* [INFORMATION PROVIDED]:
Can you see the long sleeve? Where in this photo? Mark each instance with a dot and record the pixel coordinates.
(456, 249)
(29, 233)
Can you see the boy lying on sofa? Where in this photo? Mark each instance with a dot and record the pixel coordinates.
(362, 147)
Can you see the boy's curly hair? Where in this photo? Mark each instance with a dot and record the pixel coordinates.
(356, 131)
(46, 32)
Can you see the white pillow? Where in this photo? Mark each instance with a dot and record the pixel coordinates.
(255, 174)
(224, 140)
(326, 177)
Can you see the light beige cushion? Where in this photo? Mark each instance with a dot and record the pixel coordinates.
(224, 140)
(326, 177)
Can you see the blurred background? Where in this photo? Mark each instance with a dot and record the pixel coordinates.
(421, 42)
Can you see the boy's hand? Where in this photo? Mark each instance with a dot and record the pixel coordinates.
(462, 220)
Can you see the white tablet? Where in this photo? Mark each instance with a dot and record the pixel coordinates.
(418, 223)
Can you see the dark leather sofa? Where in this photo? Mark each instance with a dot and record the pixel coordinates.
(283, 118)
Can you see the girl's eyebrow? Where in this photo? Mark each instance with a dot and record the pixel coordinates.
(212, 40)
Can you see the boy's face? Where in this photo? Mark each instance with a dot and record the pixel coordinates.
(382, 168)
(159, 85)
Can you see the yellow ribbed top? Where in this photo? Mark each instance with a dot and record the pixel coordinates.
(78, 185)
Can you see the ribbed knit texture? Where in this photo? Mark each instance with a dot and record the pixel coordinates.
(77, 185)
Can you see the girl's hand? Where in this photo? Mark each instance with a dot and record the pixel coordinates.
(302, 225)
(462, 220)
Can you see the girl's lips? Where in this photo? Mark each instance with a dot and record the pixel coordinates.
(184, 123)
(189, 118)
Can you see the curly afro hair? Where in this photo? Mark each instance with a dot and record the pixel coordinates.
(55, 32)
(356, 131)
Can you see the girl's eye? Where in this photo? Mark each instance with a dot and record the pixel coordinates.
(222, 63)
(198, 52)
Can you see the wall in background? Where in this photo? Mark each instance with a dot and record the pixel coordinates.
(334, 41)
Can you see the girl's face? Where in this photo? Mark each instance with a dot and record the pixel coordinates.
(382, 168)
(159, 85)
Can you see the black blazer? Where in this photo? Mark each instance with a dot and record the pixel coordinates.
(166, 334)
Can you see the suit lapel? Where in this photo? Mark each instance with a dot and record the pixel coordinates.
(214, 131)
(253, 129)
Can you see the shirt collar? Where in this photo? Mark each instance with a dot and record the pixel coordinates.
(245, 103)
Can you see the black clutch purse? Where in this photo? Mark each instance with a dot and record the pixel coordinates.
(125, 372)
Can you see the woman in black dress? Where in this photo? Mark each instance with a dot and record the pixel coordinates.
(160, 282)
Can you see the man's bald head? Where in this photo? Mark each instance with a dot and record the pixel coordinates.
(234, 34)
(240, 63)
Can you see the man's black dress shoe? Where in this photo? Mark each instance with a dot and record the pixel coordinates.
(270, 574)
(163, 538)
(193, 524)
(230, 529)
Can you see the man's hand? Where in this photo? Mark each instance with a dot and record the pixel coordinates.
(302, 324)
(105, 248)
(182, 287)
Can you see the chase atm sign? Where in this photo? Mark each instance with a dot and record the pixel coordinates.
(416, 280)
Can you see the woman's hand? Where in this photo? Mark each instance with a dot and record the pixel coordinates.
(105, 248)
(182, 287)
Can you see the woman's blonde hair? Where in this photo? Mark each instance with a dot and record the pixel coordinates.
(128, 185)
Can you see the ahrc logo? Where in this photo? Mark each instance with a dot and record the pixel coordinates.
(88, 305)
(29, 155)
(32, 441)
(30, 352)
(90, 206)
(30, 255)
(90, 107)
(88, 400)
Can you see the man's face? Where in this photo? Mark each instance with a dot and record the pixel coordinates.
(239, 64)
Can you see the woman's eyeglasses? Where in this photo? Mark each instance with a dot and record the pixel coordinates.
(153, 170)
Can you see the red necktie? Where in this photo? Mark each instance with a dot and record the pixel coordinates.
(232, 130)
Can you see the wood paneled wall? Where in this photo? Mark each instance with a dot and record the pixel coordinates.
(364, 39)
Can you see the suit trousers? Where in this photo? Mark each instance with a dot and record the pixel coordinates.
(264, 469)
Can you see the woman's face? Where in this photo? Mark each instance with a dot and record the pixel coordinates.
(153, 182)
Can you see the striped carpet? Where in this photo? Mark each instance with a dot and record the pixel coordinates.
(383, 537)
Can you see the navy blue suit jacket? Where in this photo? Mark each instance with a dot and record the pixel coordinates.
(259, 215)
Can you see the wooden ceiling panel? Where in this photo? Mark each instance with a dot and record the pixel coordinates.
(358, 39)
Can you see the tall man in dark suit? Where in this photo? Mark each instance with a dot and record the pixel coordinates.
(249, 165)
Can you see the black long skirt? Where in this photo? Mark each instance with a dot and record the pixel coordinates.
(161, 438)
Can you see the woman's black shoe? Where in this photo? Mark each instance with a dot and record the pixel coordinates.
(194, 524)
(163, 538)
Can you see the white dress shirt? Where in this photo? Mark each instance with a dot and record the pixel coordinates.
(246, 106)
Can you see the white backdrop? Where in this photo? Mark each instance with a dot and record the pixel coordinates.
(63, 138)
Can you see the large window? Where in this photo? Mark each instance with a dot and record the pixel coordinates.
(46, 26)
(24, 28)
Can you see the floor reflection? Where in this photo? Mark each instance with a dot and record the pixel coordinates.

* [PROBLEM STATEMENT]: All of the material above is to be repeated exactly.

* [SOLUTION TO THIS PROBLEM]:
Can you see the long sleeve? Where in this photo? Mark each instance with a dot and record the pixel coordinates.
(456, 249)
(29, 233)
Can you see the boy lying on sofa? Where in this photo? Mark each instance with a dot and record the pixel coordinates.
(362, 147)
Can you see the boy's curly hair? Where in this photo? Mark each instance with a dot and record the pixel coordinates.
(356, 131)
(46, 32)
Can you see the white pillow? Where in this photo? Mark each instance with a dot and record the pixel coordinates.
(255, 174)
(224, 140)
(326, 177)
Can you see the light beige cushion? Where in this photo? Mark each instance with a dot and record the pixel coordinates.
(224, 140)
(326, 177)
Can you see the blurred background? Where in this photo? Mark each instance with a dot and record the pixel coordinates.
(421, 42)
Can you see the boy's hand? Where in this photo? Mark each instance with a dot and record the pixel coordinates.
(462, 220)
Can you see the white tablet? Where in this photo? Mark each instance with a dot and record the pixel coordinates.
(418, 223)
Can you see the dark leather sofa? Where in this photo? Mark each instance with a dot and record the pixel coordinates.
(283, 118)
Can you see the girl's eyebrow? Where in this photo? Mark each instance with a dot and record the pixel coordinates.
(212, 40)
Can you see the boy's face? Where in this photo? Mark each instance with a dot and record the pixel coordinates.
(382, 168)
(159, 85)
Can you see the yellow ribbed top? Where in this photo? Mark each instance with a dot and record the pixel coordinates.
(78, 185)
Can you see the ribbed knit texture? Where in this photo? Mark each instance with a dot and record the pixel coordinates.
(77, 185)
Can you see the girl's hand? Where in this photo? Mark each instance with a dot and record the pixel coordinates.
(302, 225)
(462, 220)
Can you see the girl's lips? Where in this photo? Mark each instance with a dot and record the pixel coordinates.
(184, 123)
(189, 118)
Can you see the curly afro hair? Where in this photo? Mark each instance with a dot and record the pixel coordinates.
(55, 32)
(356, 131)
Can you see the girl's eye? Where in this photo? Mark each instance with a dot and record the pixel coordinates.
(222, 63)
(198, 52)
Can you see the wall in background? Where in this photo? Mark each instance with a dot and record the pixel coordinates.
(334, 41)
Can you see the girl's face? Where in this photo? Mark each instance with a dot and record the pixel coordinates.
(382, 168)
(159, 85)
Can you see the black blazer? Where in this photo? Mark each instance with a dot and record the pixel coordinates.
(166, 334)
Can you see the suit lapel? Where in this photo? Mark each instance with a dot and record the pixel coordinates.
(214, 131)
(253, 129)
Can you see the shirt collar? Where in this photo? Mark each instance with a dot and record the pixel coordinates.
(245, 103)
Can you see the black clutch purse? Where in this photo? Mark each instance with a dot and record the pixel coordinates.
(125, 372)
Can you see the woman in black dress? Where in this photo? Mark each instance with a dot and record the pixel coordinates.
(160, 282)
Can you see the man's bald head? Where in this photo? Mark each instance with a dot and record the pixel coordinates.
(234, 34)
(240, 63)
Can you see the man's black dress shoe? Where in this photo? Mark each instance with a dot and record the pixel coordinates.
(270, 574)
(163, 538)
(193, 524)
(230, 529)
Can you see the man's hand? Where in this photo? Mark each instance with a dot and record the pixel coordinates.
(302, 324)
(105, 248)
(182, 287)
Can you see the chase atm sign? Where in this photo? Mark each instance with a dot and record the pixel coordinates.
(416, 280)
Can you see the woman's hand? Where in this photo? Mark each instance with a dot and record the pixel coordinates.
(105, 248)
(182, 287)
Can you see the woman's blonde hair? Where in this photo? Mark each instance with a dot and record the pixel coordinates.
(128, 185)
Can you see the ahrc logo? Where in this photo? Mark each instance with a dot and record the pixel coordinates.
(88, 305)
(29, 155)
(32, 441)
(30, 352)
(90, 206)
(30, 255)
(90, 107)
(88, 400)
Can you see the man's face? Where in this photo? Mark each instance with a dot and record the pixel coordinates.
(239, 64)
Can you see the woman's eyeglasses? Where in this photo? Mark each instance with a dot and record the pixel coordinates.
(153, 170)
Can you see the red necktie? Where in this photo? Mark each instance with a dot and record the pixel coordinates.
(232, 130)
Can you see the wood paneled wall? Where in this photo? Mark each instance with a dot and record the pixel coordinates.
(364, 39)
Can you see the suit trousers? Where in this photo? Mark each instance with a dot and record the pixel coordinates.
(264, 469)
Can you see the woman's face? Where in this photo? Mark each instance with a dot and record the pixel coordinates.
(153, 182)
Can you see the striped carpet? Where in this photo? Mark each instance with a dot and record the pixel coordinates.
(383, 537)
Can you see the navy blue suit jacket? Where in this photo? Mark each instance with a dot and record the pixel coordinates.
(259, 215)
Can you see the wooden ceiling panel? Where in this photo? Mark each instance with a dot and record the pixel coordinates.
(358, 39)
Can you see the tall man in dark suit? Where in this photo? Mark each instance with a dot and record the pixel coordinates.
(249, 165)
Can you see the black long skirt? Where in this photo? Mark each instance with a dot and record the pixel coordinates.
(161, 438)
Can you see the woman's black shoe? Where in this photo? Mark each instance with a dot and record the pixel coordinates.
(194, 524)
(163, 538)
Can you see the white dress shirt? Where in this photo? Mark each instance with a dot and record the pixel coordinates.
(246, 106)
Can you see the white backdrop? Where in this photo? Mark each instance with a dot and record the pixel coordinates.
(63, 138)
Can you see the large window? Where in this photo? Mark each instance with a dot and record the pixel coordinates.
(46, 26)
(24, 28)
Can you see the floor reflection? Where in this photo? Mark each instance with a dot and record the pixel coordinates.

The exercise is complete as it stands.